**What is required**: Take down each entry exactly as written.

>>>>

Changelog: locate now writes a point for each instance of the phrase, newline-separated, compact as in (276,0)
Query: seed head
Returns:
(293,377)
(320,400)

<<<<

**Task output**:
Changelog: locate now writes a point for each instance of the phrase, newline-separated, compact as in (276,0)
Query: seed head
Returns:
(293,377)
(320,400)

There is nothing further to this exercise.